[OBJECTIVE]:
Swap "put a pin on" for "place a marker on" in each of the entries below and repeat them with everything else unchanged.

______________________________

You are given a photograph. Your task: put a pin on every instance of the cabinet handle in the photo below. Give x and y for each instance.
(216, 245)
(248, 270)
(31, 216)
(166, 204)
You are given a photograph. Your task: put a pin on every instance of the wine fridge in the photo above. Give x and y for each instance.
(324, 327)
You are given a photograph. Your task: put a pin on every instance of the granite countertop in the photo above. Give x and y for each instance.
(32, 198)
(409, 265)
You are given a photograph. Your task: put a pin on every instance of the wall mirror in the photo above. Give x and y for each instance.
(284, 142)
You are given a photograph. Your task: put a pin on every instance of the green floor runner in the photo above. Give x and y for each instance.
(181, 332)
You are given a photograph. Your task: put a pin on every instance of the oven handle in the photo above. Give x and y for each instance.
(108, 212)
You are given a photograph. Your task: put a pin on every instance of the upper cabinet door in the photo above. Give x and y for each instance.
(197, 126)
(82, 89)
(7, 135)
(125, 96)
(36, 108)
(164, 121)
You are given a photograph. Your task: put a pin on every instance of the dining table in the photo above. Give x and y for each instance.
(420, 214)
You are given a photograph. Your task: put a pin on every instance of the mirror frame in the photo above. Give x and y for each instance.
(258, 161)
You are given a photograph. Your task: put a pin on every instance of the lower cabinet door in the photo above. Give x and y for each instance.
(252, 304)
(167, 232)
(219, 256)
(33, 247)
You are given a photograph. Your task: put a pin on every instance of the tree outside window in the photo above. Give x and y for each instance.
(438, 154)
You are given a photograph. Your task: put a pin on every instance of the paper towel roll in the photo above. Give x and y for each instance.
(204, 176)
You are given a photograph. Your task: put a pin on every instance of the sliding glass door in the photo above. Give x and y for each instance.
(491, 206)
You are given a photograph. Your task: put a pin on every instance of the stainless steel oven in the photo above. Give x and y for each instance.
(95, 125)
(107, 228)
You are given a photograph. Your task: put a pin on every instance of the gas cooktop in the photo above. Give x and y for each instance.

______________________________

[FINISHED ANSWER]:
You are given a photograph. Your task: place a marker on every instance of the cabinet handle in the photo below. Give x and y for each instance.
(216, 245)
(248, 270)
(31, 216)
(166, 204)
You are given a photograph. Your task: place a marker on every instance of the wine fridge in the photo above. Give x and y for each instance.
(324, 327)
You are given a photograph. Your task: place a marker on every instance of the granite countertop in the photo above. Give x and y for each instance.
(32, 198)
(409, 265)
You are given a photograph. Your task: place a marker on every instance of the wall mirror in the photo above. Give x and y for each instance.
(284, 142)
You are given a photograph. Your task: place a marker on every instance of the green floor runner in the photo above. Give x and y for each instance.
(181, 332)
You are given a photograph. Your task: place a marker on every instance of the oven handle in the photo above. Give x and y for each instance.
(108, 212)
You are given a photograph. Your task: place a marker on every instance of the upper cabinet door in the photo above. Give x and y for each instance.
(197, 126)
(82, 89)
(7, 135)
(125, 96)
(36, 108)
(164, 121)
You are given a photograph. Your task: place a marker on every instance of the dining table in the photo above. Give x and y for each instance.
(420, 214)
You are given a photograph. Your task: place a marker on every instance of the mirror frame in the photo above. Give x and y for each instance.
(258, 161)
You are given a photograph. Your task: place a marker on every instance of the lower cabinet door in the photo above. Give x and y for each instance.
(252, 304)
(167, 232)
(219, 256)
(33, 247)
You are given a photograph. Your task: place a marker on every instance of the tree outside window in the photo above. Give x and y for each instance.
(438, 154)
You are given a photograph. Your task: place a marker on every instance of the paper towel roll in the photo above. Give x and y for each instance.
(204, 176)
You are given a photograph. Your task: place a marker on every instance of the sliding glass door in the photo above. Give x and y for each instance.
(491, 206)
You are given a photograph. Your task: place a marker on every instance of the stainless steel oven in the photo above. Give x and y for each instance.
(95, 125)
(107, 228)
You are given a photograph. Your task: place a marker on every instance of the gas cooktop in the photo above. Give x and y for each instance.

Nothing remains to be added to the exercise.